▶ _Instruction_
Pull out every line of the listing below that contains the string "green". Only matches with the same capitalization count.

▶ _Supplied data_
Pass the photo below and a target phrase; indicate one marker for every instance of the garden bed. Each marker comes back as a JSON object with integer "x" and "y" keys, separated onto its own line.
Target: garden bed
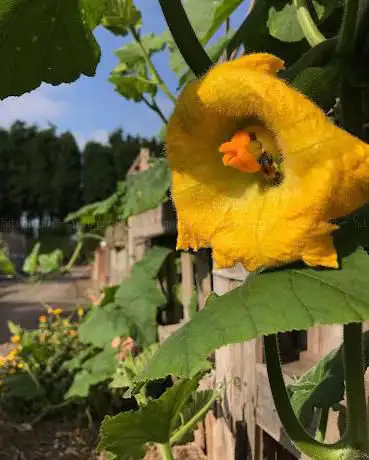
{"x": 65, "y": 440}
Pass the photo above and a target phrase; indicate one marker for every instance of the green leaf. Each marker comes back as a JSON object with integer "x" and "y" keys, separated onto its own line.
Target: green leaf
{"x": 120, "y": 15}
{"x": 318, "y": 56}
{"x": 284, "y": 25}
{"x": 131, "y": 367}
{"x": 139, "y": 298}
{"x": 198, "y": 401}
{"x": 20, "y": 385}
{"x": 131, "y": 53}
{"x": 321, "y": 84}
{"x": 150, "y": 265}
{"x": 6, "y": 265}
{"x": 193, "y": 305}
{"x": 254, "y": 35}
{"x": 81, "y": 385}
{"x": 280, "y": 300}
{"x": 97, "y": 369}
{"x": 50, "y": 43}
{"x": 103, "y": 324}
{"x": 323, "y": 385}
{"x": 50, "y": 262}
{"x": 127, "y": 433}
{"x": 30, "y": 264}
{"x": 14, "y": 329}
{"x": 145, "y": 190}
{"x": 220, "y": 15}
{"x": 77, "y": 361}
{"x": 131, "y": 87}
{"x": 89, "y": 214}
==
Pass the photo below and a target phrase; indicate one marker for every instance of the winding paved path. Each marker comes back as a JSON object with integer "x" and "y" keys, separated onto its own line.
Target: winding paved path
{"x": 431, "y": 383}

▶ _Answer below_
Pass the photo above and a target phrase; indicate one marker for every instance of the green leaf. Each marker comes back as a JSON object with integer "x" and "y" keys, separated onto its own line.
Target: green leaf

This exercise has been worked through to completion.